* INSTRUCTIONS TO FOLLOW *
Every line of the material is to be reproduced verbatim.
• • • • •
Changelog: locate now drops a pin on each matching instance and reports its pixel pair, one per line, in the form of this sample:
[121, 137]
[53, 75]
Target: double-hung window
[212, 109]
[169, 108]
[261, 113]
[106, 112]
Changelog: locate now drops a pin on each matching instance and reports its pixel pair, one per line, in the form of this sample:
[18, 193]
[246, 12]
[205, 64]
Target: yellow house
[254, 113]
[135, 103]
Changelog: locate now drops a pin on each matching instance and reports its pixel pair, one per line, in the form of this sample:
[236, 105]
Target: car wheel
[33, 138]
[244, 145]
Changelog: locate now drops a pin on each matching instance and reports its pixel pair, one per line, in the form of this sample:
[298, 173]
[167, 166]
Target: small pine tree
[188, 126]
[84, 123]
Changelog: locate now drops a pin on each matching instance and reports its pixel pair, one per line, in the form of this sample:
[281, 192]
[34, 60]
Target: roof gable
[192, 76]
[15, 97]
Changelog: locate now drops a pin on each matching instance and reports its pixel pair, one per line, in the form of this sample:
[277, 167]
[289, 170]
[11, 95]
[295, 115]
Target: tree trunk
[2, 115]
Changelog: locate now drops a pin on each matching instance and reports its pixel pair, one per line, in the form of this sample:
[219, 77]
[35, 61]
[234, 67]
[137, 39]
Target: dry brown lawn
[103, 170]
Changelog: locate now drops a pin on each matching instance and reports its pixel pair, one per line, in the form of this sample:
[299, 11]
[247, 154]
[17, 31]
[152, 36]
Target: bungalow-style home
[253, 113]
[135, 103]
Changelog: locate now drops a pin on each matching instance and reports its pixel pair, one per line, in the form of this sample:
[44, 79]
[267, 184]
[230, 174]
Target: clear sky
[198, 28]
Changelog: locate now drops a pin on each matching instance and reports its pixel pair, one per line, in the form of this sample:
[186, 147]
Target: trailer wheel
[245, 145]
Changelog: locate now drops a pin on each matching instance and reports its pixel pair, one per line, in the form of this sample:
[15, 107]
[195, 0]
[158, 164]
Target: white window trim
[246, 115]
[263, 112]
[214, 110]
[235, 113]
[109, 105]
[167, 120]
• • • • •
* TASK RESULT *
Changelog: locate now drops a pin on each matching instance and reports its pixel pair, one per line, in the form of this sample:
[121, 137]
[53, 75]
Target: double-hung window
[212, 109]
[169, 108]
[261, 113]
[106, 112]
Changelog: locate now drops a pin on each matching instance and reports its pixel pair, one per line, in the form of this sample:
[18, 193]
[246, 12]
[205, 64]
Target: yellow house
[254, 113]
[135, 103]
Changelog: locate now drops a pin on each matching instance and reports its pixel pair, one per line, in the form of this sample:
[236, 105]
Target: car wheel
[33, 138]
[244, 145]
Changelog: locate now drops a pin on each matching instance and reports its pixel pair, one per line, in the form of this sample:
[298, 173]
[167, 166]
Target: small pine tree
[188, 126]
[84, 123]
Changelog: locate now drops a pin on each matching instance and reports its pixel pair, one per line, in the form of this sample:
[281, 192]
[34, 60]
Target: roof gable
[192, 76]
[15, 97]
Changelog: locate now drops a pin on each matching instance and reports its pixel pair, one per line, in the form of this sample:
[277, 167]
[289, 170]
[11, 95]
[295, 115]
Target: tree trunk
[2, 115]
Changelog: locate now drops a pin on each matching instance and reports its pixel pair, one per line, in the form of this sample:
[219, 77]
[35, 61]
[234, 67]
[137, 39]
Target: dry brown lawn
[103, 170]
Changelog: locate now drops a pin on each matching instance and reports its pixel pair, one per line, in the form of this sample:
[299, 11]
[247, 154]
[17, 31]
[152, 36]
Target: bungalow-style home
[253, 113]
[135, 103]
Changelog: locate now drops a pin on each matching instance and reports its pixel pair, one per line, in the form of this sample:
[44, 79]
[267, 184]
[230, 174]
Target: clear sky
[198, 28]
Changelog: locate now drops a pin on each matching instance and reports its pixel pair, one per line, in the form of this sample:
[186, 147]
Target: trailer wheel
[245, 145]
Changelog: locate now drops a pin on each matching instance and reports its pixel pair, one per line, in the form of this sample:
[15, 107]
[195, 0]
[158, 164]
Target: white window trim
[246, 115]
[263, 112]
[214, 110]
[235, 113]
[109, 105]
[167, 120]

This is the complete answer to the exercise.